▶ [JOB] Reproduce the data below without changes, beginning at its first line and stopping after the line containing "left=386, top=133, right=527, bottom=271".

--- BEGIN EXTRACTED DATA ---

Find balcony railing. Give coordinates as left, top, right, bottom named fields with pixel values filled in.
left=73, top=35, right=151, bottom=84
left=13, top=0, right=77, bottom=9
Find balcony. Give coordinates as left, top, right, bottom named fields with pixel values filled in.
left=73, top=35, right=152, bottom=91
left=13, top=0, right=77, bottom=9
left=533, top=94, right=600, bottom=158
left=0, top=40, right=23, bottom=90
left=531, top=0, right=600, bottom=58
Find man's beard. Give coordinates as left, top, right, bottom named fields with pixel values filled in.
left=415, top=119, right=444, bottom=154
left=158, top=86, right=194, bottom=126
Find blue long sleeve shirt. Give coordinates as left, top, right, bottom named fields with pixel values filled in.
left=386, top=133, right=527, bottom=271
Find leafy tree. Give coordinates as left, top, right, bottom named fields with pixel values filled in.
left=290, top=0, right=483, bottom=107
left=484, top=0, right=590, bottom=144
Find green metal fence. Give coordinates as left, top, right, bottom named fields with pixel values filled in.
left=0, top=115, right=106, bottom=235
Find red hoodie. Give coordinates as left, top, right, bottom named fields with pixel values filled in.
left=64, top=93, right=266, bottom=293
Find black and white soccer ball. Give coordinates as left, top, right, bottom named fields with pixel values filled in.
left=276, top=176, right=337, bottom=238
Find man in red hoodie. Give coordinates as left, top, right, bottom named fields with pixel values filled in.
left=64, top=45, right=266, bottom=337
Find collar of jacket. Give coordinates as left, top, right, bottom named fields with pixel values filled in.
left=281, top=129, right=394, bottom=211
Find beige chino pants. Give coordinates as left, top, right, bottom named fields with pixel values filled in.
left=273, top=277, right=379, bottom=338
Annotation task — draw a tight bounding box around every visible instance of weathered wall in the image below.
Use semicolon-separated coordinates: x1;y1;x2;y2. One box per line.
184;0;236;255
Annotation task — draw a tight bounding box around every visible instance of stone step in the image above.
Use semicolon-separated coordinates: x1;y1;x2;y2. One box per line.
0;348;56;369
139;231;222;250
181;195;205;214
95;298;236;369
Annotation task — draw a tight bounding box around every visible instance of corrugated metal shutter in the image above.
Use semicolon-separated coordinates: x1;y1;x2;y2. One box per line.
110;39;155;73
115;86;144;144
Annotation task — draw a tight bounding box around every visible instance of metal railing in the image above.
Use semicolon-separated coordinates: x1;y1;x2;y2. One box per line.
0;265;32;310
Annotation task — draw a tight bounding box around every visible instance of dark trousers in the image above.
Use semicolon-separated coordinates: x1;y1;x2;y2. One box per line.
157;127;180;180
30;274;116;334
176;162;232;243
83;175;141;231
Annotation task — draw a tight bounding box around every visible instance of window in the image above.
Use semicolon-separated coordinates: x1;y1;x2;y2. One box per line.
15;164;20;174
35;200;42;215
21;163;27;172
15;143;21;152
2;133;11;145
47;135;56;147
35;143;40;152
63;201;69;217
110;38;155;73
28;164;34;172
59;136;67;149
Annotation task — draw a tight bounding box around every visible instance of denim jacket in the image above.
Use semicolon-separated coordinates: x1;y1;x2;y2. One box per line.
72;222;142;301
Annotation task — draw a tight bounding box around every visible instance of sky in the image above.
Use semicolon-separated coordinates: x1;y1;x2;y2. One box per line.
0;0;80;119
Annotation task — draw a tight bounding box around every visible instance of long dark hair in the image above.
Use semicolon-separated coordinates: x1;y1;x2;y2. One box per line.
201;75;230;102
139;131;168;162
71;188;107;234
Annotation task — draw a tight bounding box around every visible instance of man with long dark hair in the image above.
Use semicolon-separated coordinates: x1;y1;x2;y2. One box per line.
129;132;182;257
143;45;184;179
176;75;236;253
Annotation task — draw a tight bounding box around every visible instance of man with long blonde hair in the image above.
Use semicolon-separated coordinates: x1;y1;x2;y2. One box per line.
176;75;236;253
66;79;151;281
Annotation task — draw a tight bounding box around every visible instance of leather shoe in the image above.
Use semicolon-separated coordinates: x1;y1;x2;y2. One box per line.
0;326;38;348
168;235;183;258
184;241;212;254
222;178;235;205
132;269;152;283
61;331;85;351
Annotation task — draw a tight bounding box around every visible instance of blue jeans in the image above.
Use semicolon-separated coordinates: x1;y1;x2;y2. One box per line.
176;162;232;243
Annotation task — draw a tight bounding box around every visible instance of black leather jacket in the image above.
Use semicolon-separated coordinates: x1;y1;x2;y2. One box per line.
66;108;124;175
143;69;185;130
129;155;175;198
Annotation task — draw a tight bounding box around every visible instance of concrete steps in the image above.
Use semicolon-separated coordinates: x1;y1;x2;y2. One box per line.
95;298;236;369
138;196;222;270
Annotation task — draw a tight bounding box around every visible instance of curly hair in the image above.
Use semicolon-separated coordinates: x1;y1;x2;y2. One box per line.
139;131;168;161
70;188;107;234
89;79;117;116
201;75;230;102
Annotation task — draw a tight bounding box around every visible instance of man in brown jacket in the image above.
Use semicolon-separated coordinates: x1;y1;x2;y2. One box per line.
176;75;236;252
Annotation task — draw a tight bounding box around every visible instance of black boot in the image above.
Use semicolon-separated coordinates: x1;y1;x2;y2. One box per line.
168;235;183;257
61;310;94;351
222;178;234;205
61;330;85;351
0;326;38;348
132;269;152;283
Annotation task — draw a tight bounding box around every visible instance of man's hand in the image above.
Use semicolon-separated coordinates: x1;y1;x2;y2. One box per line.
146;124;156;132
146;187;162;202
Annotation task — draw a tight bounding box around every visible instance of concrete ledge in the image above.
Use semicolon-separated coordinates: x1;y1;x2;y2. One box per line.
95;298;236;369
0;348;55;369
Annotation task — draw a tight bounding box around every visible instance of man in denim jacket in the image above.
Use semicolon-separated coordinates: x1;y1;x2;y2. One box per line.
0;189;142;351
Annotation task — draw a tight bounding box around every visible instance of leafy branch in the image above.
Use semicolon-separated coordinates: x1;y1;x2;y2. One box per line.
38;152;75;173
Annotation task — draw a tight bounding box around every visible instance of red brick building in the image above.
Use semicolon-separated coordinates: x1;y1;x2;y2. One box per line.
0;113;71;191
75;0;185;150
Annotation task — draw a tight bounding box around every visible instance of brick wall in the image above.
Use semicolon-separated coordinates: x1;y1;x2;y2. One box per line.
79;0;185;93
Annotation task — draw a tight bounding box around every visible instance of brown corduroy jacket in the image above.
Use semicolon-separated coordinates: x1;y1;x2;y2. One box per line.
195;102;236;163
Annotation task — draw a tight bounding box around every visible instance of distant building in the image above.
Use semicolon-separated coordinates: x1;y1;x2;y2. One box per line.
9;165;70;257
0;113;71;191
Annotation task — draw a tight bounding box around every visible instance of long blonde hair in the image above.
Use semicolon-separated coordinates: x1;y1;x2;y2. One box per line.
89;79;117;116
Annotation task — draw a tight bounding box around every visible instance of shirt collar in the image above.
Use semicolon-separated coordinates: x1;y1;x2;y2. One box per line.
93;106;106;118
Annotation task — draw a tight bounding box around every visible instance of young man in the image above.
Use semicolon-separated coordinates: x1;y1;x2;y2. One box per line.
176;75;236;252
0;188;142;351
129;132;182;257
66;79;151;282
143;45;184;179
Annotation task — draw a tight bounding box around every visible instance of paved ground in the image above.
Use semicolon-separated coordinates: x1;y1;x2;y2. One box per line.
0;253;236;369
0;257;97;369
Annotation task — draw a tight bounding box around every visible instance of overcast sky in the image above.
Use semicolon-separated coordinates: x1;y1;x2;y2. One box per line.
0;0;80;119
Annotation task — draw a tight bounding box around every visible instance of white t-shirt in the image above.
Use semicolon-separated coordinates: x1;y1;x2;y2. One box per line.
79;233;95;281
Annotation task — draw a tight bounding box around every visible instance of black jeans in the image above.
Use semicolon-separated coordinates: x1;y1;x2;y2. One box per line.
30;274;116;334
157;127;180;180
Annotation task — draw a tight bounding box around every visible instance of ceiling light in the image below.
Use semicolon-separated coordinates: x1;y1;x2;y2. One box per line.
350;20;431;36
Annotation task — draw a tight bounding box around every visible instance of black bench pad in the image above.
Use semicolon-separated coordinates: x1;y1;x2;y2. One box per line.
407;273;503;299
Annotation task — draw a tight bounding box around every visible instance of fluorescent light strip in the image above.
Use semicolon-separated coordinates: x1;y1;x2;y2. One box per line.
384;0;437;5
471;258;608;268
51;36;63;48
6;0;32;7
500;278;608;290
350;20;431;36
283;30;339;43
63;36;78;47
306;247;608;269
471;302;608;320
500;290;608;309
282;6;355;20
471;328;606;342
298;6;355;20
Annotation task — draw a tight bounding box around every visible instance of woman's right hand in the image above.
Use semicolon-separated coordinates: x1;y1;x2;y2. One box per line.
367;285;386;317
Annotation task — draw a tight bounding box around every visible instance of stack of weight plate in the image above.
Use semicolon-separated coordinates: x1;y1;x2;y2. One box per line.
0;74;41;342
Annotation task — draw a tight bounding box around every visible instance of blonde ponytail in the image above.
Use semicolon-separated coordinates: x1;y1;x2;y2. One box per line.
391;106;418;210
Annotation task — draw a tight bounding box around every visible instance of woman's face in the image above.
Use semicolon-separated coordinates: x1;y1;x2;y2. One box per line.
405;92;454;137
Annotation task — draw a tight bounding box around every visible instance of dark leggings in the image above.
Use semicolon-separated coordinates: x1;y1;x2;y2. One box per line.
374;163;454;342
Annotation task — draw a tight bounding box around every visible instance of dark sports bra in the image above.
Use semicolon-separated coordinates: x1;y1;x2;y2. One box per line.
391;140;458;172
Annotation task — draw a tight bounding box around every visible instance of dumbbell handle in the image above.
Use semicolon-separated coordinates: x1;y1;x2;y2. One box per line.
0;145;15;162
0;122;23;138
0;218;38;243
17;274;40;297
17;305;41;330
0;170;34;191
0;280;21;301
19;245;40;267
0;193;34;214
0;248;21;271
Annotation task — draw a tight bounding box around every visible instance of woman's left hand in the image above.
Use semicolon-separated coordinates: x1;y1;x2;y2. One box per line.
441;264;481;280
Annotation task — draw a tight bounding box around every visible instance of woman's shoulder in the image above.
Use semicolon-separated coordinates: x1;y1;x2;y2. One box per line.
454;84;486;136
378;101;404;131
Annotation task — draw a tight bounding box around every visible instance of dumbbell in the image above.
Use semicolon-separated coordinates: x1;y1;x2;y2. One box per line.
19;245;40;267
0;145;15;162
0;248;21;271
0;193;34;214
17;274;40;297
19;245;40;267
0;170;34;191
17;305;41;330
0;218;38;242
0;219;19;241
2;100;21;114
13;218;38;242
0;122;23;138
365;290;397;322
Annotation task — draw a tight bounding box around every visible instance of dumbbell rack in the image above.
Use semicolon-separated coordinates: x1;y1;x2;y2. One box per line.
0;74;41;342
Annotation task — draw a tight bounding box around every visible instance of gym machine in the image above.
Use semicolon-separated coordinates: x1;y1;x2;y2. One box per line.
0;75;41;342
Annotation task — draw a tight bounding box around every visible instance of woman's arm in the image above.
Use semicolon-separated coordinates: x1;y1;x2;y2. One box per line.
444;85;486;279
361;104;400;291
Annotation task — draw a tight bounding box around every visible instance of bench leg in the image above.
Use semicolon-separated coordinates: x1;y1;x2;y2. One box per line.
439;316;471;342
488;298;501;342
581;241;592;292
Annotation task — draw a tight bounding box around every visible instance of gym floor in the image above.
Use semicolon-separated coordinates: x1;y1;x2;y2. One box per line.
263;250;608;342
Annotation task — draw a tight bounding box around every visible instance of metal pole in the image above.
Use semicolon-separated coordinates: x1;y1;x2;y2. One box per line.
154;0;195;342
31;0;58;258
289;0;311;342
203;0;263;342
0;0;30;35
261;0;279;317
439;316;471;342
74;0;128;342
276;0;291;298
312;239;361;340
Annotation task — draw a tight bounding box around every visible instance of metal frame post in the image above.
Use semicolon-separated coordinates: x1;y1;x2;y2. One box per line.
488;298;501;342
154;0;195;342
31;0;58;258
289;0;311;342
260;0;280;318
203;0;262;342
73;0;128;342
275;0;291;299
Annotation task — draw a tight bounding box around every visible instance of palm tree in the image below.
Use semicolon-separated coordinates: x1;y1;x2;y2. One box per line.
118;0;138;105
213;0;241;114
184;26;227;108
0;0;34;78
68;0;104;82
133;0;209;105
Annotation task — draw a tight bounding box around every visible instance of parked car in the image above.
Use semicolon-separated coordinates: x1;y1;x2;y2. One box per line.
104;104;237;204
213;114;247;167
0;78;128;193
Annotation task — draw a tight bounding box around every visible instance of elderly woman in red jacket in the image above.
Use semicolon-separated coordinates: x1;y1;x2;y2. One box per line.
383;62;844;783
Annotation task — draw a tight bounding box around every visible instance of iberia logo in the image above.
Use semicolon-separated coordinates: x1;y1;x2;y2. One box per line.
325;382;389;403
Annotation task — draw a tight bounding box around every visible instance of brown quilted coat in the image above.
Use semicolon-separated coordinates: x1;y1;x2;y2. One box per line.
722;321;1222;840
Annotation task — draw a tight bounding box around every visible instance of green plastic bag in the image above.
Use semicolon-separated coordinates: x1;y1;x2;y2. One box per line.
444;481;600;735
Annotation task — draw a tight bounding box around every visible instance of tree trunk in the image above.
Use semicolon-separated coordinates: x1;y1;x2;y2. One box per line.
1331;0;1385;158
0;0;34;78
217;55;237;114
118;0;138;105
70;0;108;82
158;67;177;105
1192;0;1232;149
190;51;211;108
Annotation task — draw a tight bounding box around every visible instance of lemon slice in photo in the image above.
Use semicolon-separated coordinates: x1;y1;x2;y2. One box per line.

--- END EXTRACTED DATA ---

▶ [RESPONSE]
Find balcony railing. Give coordinates as left, top, right, bottom named fields with pixel values filled in.
left=73, top=35, right=151, bottom=84
left=13, top=0, right=77, bottom=9
Find balcony. Give coordinates as left, top, right, bottom named fields with pixel values filled in.
left=73, top=35, right=152, bottom=91
left=13, top=0, right=77, bottom=9
left=533, top=94, right=600, bottom=158
left=0, top=40, right=23, bottom=90
left=531, top=0, right=600, bottom=58
Find man's beard. Give coordinates as left, top, right, bottom named fields with pixel values filled in.
left=415, top=119, right=444, bottom=154
left=158, top=86, right=194, bottom=126
Find blue long sleeve shirt. Give coordinates as left, top, right, bottom named fields with pixel values filled in.
left=386, top=133, right=527, bottom=271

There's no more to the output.